* Begin Data records *

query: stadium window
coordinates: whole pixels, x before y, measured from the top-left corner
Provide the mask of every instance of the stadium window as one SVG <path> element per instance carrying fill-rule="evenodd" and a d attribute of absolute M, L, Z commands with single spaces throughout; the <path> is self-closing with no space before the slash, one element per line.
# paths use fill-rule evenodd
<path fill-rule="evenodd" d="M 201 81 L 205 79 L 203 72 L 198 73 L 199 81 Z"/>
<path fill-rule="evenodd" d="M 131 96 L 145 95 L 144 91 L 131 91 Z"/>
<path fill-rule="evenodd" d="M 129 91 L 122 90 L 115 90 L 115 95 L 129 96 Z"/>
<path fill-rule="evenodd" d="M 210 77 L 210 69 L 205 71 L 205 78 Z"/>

* End Data records *

__What is required__:
Reproduce all of the data above, line for line and unchanged.

__Answer to the exercise__:
query: stadium window
coordinates: whole pixels, x before y, measured from the top-left corner
Provide the mask of every instance of the stadium window as one SVG <path> element per instance carrying fill-rule="evenodd" and a d attribute of absolute M, L, Z commands with single spaces throughout; the <path> is self-closing with no space before the slash, one element per line.
# paths use fill-rule evenodd
<path fill-rule="evenodd" d="M 201 81 L 205 79 L 203 72 L 198 73 L 199 81 Z"/>
<path fill-rule="evenodd" d="M 131 96 L 145 95 L 144 91 L 131 91 Z"/>
<path fill-rule="evenodd" d="M 129 91 L 122 90 L 115 90 L 115 95 L 129 96 Z"/>
<path fill-rule="evenodd" d="M 210 77 L 210 69 L 205 71 L 205 78 Z"/>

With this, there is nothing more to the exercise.